— Work to be completed —
Scan the following data for lines with "tile" and state how many there are, as a number only.

%%

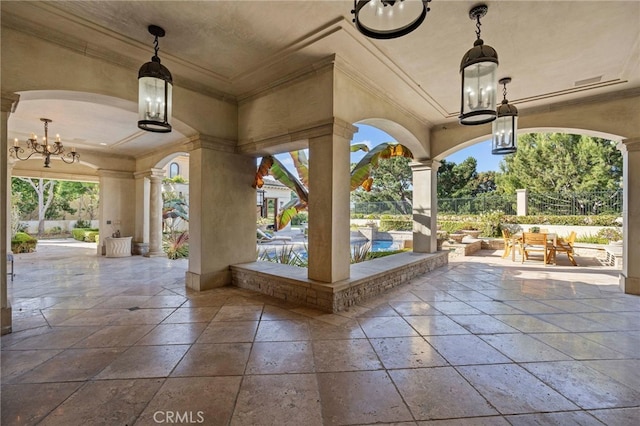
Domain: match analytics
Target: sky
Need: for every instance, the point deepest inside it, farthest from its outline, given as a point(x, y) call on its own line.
point(373, 136)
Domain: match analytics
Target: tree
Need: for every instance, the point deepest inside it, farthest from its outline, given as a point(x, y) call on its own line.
point(44, 194)
point(456, 180)
point(558, 162)
point(392, 181)
point(361, 174)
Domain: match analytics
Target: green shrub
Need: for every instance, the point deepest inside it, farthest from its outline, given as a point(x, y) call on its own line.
point(395, 223)
point(23, 243)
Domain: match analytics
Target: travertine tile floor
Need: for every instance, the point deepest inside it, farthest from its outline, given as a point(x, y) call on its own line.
point(483, 341)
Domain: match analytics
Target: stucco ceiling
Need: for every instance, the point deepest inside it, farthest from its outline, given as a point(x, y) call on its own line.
point(553, 50)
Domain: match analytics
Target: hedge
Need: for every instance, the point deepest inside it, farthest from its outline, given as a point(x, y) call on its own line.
point(23, 243)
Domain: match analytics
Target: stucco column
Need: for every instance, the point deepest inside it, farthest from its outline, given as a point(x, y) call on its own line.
point(425, 205)
point(141, 230)
point(9, 101)
point(329, 215)
point(155, 213)
point(630, 276)
point(222, 212)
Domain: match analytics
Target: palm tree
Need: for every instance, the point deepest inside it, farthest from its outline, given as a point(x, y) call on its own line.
point(360, 174)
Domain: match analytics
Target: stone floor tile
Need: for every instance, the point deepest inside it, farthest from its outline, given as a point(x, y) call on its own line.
point(173, 334)
point(435, 325)
point(578, 347)
point(414, 308)
point(618, 416)
point(585, 386)
point(322, 331)
point(229, 332)
point(386, 327)
point(512, 390)
point(15, 363)
point(72, 365)
point(283, 330)
point(280, 357)
point(183, 315)
point(289, 399)
point(344, 355)
point(56, 338)
point(529, 324)
point(567, 418)
point(406, 352)
point(144, 361)
point(114, 336)
point(482, 324)
point(27, 404)
point(192, 400)
point(360, 397)
point(214, 359)
point(427, 392)
point(239, 313)
point(105, 402)
point(466, 350)
point(625, 371)
point(524, 348)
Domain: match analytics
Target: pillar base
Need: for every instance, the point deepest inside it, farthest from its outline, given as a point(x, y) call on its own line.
point(155, 254)
point(629, 285)
point(201, 282)
point(6, 321)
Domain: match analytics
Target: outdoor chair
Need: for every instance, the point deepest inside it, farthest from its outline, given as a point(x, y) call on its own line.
point(566, 246)
point(510, 243)
point(263, 237)
point(537, 243)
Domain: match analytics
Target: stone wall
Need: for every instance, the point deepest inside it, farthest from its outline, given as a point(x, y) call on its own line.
point(368, 279)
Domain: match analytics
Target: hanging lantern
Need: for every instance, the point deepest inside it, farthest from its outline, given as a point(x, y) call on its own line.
point(154, 91)
point(505, 127)
point(479, 68)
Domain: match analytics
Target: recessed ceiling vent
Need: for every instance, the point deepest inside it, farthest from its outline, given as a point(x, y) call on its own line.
point(586, 81)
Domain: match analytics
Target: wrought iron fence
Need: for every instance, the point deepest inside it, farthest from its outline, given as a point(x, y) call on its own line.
point(556, 204)
point(480, 204)
point(586, 203)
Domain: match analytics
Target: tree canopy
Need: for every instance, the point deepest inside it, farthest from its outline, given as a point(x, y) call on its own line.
point(559, 162)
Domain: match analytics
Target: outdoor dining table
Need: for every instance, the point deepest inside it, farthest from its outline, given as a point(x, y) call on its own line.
point(551, 236)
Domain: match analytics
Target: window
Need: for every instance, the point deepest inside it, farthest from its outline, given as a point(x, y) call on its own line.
point(174, 170)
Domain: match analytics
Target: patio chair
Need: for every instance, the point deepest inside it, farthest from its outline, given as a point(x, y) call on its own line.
point(566, 246)
point(510, 243)
point(537, 243)
point(263, 237)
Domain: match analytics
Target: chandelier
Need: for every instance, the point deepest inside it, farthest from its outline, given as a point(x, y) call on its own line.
point(385, 19)
point(479, 78)
point(45, 148)
point(154, 91)
point(505, 126)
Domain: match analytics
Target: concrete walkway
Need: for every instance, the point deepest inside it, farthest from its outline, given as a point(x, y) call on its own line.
point(483, 341)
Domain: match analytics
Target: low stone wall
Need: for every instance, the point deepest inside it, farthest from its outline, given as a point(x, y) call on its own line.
point(368, 279)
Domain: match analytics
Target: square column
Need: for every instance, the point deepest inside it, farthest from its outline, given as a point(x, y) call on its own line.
point(425, 205)
point(222, 213)
point(630, 276)
point(9, 101)
point(329, 212)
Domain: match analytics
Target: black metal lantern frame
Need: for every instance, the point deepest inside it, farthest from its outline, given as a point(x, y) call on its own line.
point(505, 127)
point(154, 91)
point(478, 68)
point(386, 19)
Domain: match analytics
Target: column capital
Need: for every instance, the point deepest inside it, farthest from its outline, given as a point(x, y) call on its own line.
point(628, 145)
point(9, 101)
point(423, 165)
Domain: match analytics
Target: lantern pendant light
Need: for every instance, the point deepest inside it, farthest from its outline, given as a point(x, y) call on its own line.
point(154, 91)
point(479, 68)
point(505, 126)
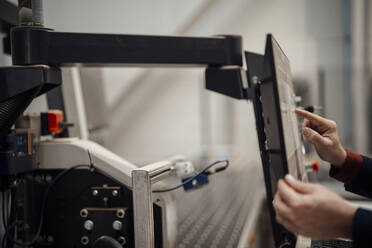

%%

— Output —
2